## RECORDS PROVIDED
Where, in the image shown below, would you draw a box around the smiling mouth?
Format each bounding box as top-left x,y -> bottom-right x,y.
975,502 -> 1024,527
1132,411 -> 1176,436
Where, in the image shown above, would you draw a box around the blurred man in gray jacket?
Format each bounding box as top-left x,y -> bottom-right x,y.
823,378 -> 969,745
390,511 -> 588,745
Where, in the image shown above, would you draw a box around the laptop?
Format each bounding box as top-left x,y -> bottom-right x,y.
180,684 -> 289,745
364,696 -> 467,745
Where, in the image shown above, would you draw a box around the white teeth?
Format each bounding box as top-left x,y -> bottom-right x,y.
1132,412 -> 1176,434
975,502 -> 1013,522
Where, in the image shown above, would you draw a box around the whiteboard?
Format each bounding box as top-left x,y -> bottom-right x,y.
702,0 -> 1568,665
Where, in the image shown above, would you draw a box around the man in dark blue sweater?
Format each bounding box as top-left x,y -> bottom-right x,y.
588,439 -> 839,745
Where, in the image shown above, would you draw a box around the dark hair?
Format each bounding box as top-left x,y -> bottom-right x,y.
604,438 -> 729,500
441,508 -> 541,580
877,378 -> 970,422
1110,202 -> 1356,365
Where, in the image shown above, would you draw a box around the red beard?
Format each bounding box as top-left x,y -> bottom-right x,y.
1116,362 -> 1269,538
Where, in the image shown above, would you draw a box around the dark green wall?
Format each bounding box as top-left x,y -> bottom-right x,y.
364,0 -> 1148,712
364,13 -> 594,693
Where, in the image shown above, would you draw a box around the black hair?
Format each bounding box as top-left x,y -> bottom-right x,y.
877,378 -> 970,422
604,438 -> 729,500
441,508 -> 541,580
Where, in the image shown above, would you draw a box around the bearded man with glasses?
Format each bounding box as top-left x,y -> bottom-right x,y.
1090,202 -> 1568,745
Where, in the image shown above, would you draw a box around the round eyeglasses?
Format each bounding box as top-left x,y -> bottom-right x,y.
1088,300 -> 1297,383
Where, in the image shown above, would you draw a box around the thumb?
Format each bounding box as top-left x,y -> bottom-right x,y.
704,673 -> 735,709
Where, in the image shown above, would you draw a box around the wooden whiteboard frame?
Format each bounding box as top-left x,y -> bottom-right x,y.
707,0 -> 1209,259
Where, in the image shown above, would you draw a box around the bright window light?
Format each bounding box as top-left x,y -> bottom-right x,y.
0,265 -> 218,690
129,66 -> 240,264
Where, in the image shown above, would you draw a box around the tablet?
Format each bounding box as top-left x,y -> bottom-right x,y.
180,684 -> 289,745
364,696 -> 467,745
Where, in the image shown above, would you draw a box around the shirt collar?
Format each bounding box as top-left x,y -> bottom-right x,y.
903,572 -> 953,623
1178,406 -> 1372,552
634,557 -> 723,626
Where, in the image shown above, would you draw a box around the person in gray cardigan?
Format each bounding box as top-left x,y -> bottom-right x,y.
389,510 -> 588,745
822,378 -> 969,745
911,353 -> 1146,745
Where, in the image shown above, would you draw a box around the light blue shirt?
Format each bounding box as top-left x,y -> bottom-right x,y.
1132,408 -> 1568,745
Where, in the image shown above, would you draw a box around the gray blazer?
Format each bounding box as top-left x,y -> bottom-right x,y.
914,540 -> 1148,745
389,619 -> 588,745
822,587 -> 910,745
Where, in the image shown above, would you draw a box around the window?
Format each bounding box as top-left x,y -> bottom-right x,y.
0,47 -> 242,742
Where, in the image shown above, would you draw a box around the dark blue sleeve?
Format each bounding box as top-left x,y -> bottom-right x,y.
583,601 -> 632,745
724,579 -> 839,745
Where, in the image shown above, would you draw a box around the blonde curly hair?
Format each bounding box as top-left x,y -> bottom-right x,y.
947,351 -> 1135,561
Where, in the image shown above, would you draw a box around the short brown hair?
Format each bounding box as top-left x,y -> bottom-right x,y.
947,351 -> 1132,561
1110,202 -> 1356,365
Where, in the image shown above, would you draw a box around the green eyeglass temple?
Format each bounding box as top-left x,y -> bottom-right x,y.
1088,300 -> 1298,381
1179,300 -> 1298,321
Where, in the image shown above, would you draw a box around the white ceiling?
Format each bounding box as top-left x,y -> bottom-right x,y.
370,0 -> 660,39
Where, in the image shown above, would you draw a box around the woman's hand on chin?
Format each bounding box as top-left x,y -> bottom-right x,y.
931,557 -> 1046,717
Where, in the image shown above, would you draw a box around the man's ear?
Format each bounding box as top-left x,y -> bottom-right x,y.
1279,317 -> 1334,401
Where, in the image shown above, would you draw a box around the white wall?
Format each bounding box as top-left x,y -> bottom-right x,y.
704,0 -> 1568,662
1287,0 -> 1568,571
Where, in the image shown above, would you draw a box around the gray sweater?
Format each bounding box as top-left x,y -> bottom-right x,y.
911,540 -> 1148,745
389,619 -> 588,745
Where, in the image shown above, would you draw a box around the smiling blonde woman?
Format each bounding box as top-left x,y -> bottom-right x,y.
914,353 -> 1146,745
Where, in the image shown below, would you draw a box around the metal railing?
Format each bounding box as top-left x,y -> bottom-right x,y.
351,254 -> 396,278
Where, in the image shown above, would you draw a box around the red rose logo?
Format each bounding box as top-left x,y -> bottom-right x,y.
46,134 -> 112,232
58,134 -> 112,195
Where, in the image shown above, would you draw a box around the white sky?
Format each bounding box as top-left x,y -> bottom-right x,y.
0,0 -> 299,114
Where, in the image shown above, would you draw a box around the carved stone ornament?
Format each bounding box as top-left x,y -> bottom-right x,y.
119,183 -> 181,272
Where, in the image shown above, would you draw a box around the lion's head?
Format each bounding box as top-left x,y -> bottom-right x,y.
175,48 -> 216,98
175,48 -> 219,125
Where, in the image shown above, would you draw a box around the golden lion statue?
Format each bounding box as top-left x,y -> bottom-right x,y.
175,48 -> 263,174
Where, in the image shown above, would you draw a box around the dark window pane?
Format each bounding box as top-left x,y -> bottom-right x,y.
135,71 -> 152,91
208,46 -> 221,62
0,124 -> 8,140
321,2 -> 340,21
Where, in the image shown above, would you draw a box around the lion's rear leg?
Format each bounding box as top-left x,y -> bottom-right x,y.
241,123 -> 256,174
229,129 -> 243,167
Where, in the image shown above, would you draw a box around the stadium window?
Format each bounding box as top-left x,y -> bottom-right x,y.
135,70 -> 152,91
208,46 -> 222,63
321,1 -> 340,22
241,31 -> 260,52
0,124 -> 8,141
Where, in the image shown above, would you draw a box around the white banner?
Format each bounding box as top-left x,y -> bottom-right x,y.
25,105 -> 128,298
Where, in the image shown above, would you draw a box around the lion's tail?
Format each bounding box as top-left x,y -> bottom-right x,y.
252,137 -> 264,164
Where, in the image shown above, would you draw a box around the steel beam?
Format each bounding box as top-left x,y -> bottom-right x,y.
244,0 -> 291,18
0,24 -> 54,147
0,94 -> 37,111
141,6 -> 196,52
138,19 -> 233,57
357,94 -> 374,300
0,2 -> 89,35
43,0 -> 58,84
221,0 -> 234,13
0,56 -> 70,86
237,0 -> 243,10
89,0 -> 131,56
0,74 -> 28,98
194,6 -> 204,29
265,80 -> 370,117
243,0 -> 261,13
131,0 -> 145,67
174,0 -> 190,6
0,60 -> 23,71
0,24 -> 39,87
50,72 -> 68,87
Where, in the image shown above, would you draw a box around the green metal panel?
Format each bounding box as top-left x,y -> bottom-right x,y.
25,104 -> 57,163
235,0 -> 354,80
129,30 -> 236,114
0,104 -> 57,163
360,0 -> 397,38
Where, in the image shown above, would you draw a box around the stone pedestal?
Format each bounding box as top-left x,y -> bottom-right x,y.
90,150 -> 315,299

## WHAT TO WORK ON
Reproduce all of the lines above word for word, from the first one to the last.

## SOLUTION
Where, in the image shown below, would you draw a box around the smiling mouth?
Format each bounding box as top-left x,y -> bottom-right x,y.
975,502 -> 1024,527
1132,411 -> 1176,436
Where, in the image shown above, would you draw a box around the blurred man in gray jacket?
Format each bounding box as top-left x,y -> bottom-right x,y.
823,378 -> 969,745
390,511 -> 588,745
Where, in the image shown above, would you draw a box around the laptop?
Format each bounding box as top-left x,y -> bottom-right x,y.
180,684 -> 289,745
364,696 -> 467,745
Where, in the image shown above, would you draw a box around the white teeth?
Format each bounding box as top-left x,y -> bottom-right x,y.
1132,412 -> 1176,434
975,502 -> 1013,522
Where, in the image shown above, would you draw a box around the whiteboard?
Format each bounding box as top-left x,y -> bottom-right x,y.
702,0 -> 1568,665
Where, in the image shown above, would you draw a box around the man in dark blue sweater?
Format each bounding box as top-left x,y -> bottom-right x,y.
588,439 -> 839,745
Where, in the image shown above, would you draw a box around the dark hair?
Format each bounding box as top-left x,y -> bottom-right x,y.
604,438 -> 729,500
441,508 -> 541,580
877,378 -> 970,422
1110,202 -> 1356,365
Where, in the image shown above, would you draw a box around the red beard?
Format each bounding box as top-left x,y -> bottom-right x,y.
1116,362 -> 1269,538
Where, in the image shown above, would you draw a box around the dark green wall?
Format each bounding box as top-left x,y -> bottom-right x,y.
364,0 -> 1148,712
364,13 -> 594,693
Where, in the image shown above, would you draw a box around the black hair?
Format each bounding box as top-left x,y -> bottom-right x,y.
877,378 -> 970,422
604,438 -> 729,500
441,508 -> 541,580
Where, in the image shown above, would you draw a box around the bearded man with glasses?
Format each bounding box as top-left x,y -> bottom-right x,y.
1090,202 -> 1568,745
Where, in the image shown above, would you draw a box around the round eyeglasses?
Format each bounding box as top-left x,y -> bottom-right x,y.
1088,300 -> 1297,383
Where, in the image shown above, would you draw a box around the thumb?
Format each bounding box as top-left x,y -> bottom-right x,y.
704,673 -> 735,709
Where, in the image shown above, would you draw a box around the wooden whiteboard frame?
Format each bounding box as top-left x,y -> bottom-right x,y.
707,0 -> 1209,259
Where, in the image shown above, would you draw a box around the bright window light?
Format each bounding box as top-left x,y -> bottom-right x,y.
0,265 -> 218,690
129,66 -> 240,264
Where, in the image shown above, would you draw a box around the tablet?
Format each bounding box as top-left x,y -> bottom-right x,y.
180,684 -> 289,745
364,696 -> 467,745
Where, in the image shown above, would you draw a box around the shirt collar?
Format each bounding box as top-left x,y -> bottom-right x,y.
903,572 -> 953,623
1178,406 -> 1372,552
634,557 -> 723,626
Where, in the image shown above, would you draw a box around the person in gray cardigan?
Format each bounding box as top-left x,y -> bottom-right x,y.
389,510 -> 588,745
822,378 -> 969,745
911,353 -> 1146,745
Where, in the image shown above, would you draw a box around the light blue shirt?
Format each bounding box as top-left x,y -> bottom-right x,y.
1132,408 -> 1568,745
Where, in the image shown above, would you draw a box around the gray blazer?
Format each bounding box as top-left x,y -> bottom-right x,y.
914,540 -> 1148,745
389,619 -> 588,745
822,587 -> 910,745
Where, in the image shown above, would you draw a box around the window?
Format each bounding box as top-left x,y -> bottom-right x,y.
0,47 -> 242,742
Where, in the image shown above, would you draw a box around the dark blue sleeve?
Format each bounding box as top-left x,y -> bottom-right x,y.
583,601 -> 632,745
724,579 -> 839,745
Where, in the image shown above, would you draw a box around the blonde curly hair?
Format each bounding box as top-left x,y -> bottom-right x,y.
947,351 -> 1135,561
Where, in the image shown above, would you draw a box around the short brown hair?
Format each bounding box as top-left x,y -> bottom-right x,y.
947,351 -> 1132,561
1110,202 -> 1356,365
Where, in the image shown above, would you draw a box around the green eyeglass temple?
Format each bounding box as top-left x,y -> bottom-right x,y.
1088,300 -> 1298,381
1179,300 -> 1298,321
Where, in the image shown above, would you draw a box around the white ceiling?
Format each bounding box as top-left x,y -> bottom-right x,y.
370,0 -> 660,39
Where, in the image shown above, would you draw a box around the woman's hand on chin?
Format each bounding box as top-left x,y -> bottom-right x,y.
931,557 -> 1046,717
Where, in the image shown above, would you draw a box around the man's ear?
Format each bounding box as top-left x,y -> bottom-right x,y.
1279,317 -> 1334,401
Where, in the image shown above, would you draw a box around the white wall?
Format each bounding box as top-left x,y -> bottom-right x,y.
704,0 -> 1568,662
1287,0 -> 1568,571
Where, in the image shown above, would you draw a box around the gray sweater?
Format each bounding box as top-left x,y -> bottom-right x,y.
911,540 -> 1148,745
389,619 -> 588,745
Where, in the image shown above, would you draw a box around the smiling blonde woman?
Format each bounding box as top-left x,y -> bottom-right x,y.
914,353 -> 1146,745
Where, in the image shown below, would you draw a box around the metal railing?
Format each bounding box as top-left x,y -> bottom-right x,y.
351,254 -> 396,278
Where, in the image shown above, would you draw a box around the red rose logo?
Format each bounding box as top-left x,y -> bottom-right x,y.
46,134 -> 112,232
58,134 -> 112,195
Where, in the image shown above, would you draw a box around the white sky?
Format each bounding box as top-left x,y -> bottom-right x,y.
0,0 -> 299,114
Where, in the image shown above, would you draw a box around the carved stone ornament?
Format each bounding box as top-left x,y -> bottom-right x,y.
119,183 -> 181,272
Where, in the image shown above, would you draw a box around the lion's head?
Format each bounding box as top-left x,y -> bottom-right x,y.
175,48 -> 216,98
175,48 -> 219,125
Where, in the image shown above, would you draw a box around the golden lion statue?
Format each bounding box as top-left x,y -> bottom-right x,y.
175,48 -> 263,174
Where, in the image shown above, would you draw a box around the dark window pane?
Format each bounding box as top-left x,y -> bottom-right x,y.
135,71 -> 152,91
208,46 -> 221,62
0,124 -> 8,140
321,2 -> 340,21
Where, in the image shown above, would you draw a box around the lion's rear leg?
Format each bounding box as top-left x,y -> bottom-right x,y.
241,123 -> 256,174
229,129 -> 243,167
Where, in the image shown above, would you draw a box around the stadium window?
Format each bounding box as top-left x,y -> bottom-right x,y.
135,70 -> 152,91
208,46 -> 222,63
321,1 -> 340,22
241,31 -> 260,52
0,124 -> 8,141
Where, in the image shown above, would you draw a box around the white banner?
Format each bounding box as top-left x,y -> bottom-right x,y.
25,105 -> 128,298
Where, in the image shown above, would you draw a box around the lion's tail?
Format each bounding box as top-left x,y -> bottom-right x,y.
252,137 -> 264,164
Where, in the image shown above, would you draw a box around the steel beam?
Format each bounding box as top-left x,y -> bottom-right x,y.
244,0 -> 291,18
0,24 -> 54,147
0,94 -> 37,111
141,6 -> 196,52
138,19 -> 233,57
357,94 -> 374,300
0,2 -> 89,35
43,0 -> 58,84
221,0 -> 234,13
0,56 -> 70,86
237,0 -> 243,10
89,0 -> 131,56
0,74 -> 28,98
194,6 -> 204,29
265,80 -> 370,117
243,0 -> 261,13
131,0 -> 145,67
174,0 -> 190,6
0,60 -> 23,71
0,24 -> 39,87
50,72 -> 68,87
Where, in the image shown above, would you draw a box around the green metal panel?
Format each bounding box as top-left x,y -> bottom-right x,y.
25,104 -> 57,163
235,0 -> 354,80
129,30 -> 236,114
0,104 -> 57,163
360,0 -> 397,38
Where, in the image shown above, would you draw a box around the stone pedestal?
Format each bounding box as top-left x,y -> bottom-right x,y.
90,150 -> 315,299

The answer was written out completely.